■ EXERCISE: Please extend the article on stem cell research and cloning below with a few more paragraphs that pick up right after its final sentence.

■ SELECTED PASSAGE:

The Future of Stem Cells
Disease Research Hindered by Reproductive Cloning Threat, Experts Say
July 8, 2004 -- Stem cell research is one thing. Cloning human babies is another. Yet the two issues are so mixed up, we risk the worst of both worlds.
Research into stem cells may provide treatments for terrible medical ailments. The list includes Alzheimer's and Parkinson's diseases, cancer, and spinal paralysis. That's why Nancy Reagan, Michael J. Fox, and Christopher Reeve all are outspoken advocates.
There are all kinds of stem cells. But the ones from which we can learn the most are the cells that make up an early human embryo. They're formed in the first 14 days after a human egg is fertilized by sperm or when a human egg has its own DNA replaced by DNA from an adult cell.
Scientists call this latter technique somatic cell nuclear transfer or SCNT. It's also the first step in cloning. And there's the rub. If a SCNT-created embryo is implanted in a woman's womb, it might become a cloned baby genetically identical to the DNA donor. Does stem cell research necessarily put us on the slippery slope that leads to reproductive cloning?
No, argues Carol A. Tauer, PhD, of the Center for Bioethics at the University of Minnesota, Minneapolis. Writing in the July 10 issue of The Lancet, Tauer says that stem cell research and reproductive cloning are totally separate issues.

■ AVAILABLE DATA:
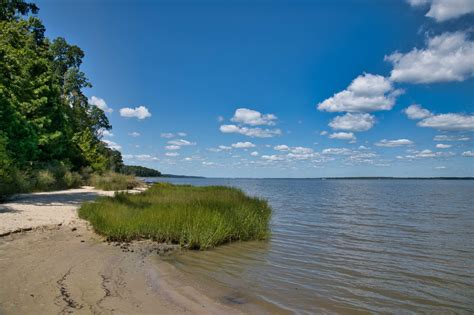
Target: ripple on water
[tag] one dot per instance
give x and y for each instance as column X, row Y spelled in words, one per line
column 350, row 246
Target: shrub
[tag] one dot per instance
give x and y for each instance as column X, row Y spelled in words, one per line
column 195, row 217
column 72, row 179
column 45, row 180
column 114, row 181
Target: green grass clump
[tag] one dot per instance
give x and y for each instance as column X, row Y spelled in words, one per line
column 113, row 181
column 194, row 217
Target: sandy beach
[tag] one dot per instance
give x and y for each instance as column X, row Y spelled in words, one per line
column 55, row 263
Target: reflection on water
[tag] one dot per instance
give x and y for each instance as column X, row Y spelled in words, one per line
column 348, row 246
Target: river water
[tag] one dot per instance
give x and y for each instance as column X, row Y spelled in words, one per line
column 350, row 246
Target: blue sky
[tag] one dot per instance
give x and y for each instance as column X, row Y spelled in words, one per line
column 280, row 88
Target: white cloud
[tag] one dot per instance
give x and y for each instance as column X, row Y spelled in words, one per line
column 337, row 151
column 272, row 157
column 367, row 93
column 449, row 122
column 112, row 144
column 393, row 143
column 342, row 136
column 442, row 10
column 250, row 132
column 181, row 142
column 134, row 134
column 140, row 157
column 281, row 147
column 172, row 147
column 301, row 150
column 167, row 135
column 253, row 118
column 451, row 138
column 429, row 154
column 243, row 145
column 415, row 111
column 100, row 103
column 448, row 57
column 353, row 122
column 140, row 112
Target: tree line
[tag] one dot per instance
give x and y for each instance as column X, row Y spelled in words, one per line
column 49, row 133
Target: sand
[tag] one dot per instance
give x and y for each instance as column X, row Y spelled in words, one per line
column 61, row 266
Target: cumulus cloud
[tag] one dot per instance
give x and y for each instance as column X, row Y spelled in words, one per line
column 167, row 135
column 112, row 144
column 140, row 157
column 367, row 93
column 443, row 10
column 243, row 145
column 281, row 147
column 353, row 122
column 428, row 154
column 449, row 122
column 342, row 136
column 253, row 118
column 393, row 143
column 415, row 111
column 450, row 138
column 337, row 151
column 250, row 132
column 447, row 57
column 172, row 147
column 100, row 103
column 181, row 142
column 140, row 112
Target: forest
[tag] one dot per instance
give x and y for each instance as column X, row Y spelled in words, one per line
column 50, row 135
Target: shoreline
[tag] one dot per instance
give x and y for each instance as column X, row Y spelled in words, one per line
column 60, row 265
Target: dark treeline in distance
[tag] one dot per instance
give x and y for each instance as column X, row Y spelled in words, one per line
column 50, row 136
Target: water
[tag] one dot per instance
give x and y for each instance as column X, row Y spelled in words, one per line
column 349, row 246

■ ANSWER BELOW:
Mixing them up, she says, is a terrible mistake. On the one hand, fear of human cloning might shut the door on the promise of stem cell research. And on the other hand, the confusion makes it very hard to pass a law almost everybody wants: a ban on reproductive cloning.
"Although there is agreement that it is good to prohibit cloning for reproduction, there is no agreement on whether cloning should be prohibited for treatment research," Tauer tells WebMD. "When these two issues are put together, it makes it impossible to pass any laws."
Tauer advises the U.S. government -- and the U.N. -- to consider the issues separately.
"One thing should be done at a time," she says. "Congress should take cloning for reproduction -- on which there is wide agreement -- and get that passed. And then they should look separately on the issue of whether federal funding should be extended to stem cells and cloning for research. People on both sides may not want to agree with me. But I think if we agree on one thing, why not take care of that -- both in the U.S. and also at the level of the U.N. -- and then look at other issues."
That's not likely to happen, says Arthur Caplan, PhD, director of the center for bioethics at the University of Pennsylvania, Philadelphia.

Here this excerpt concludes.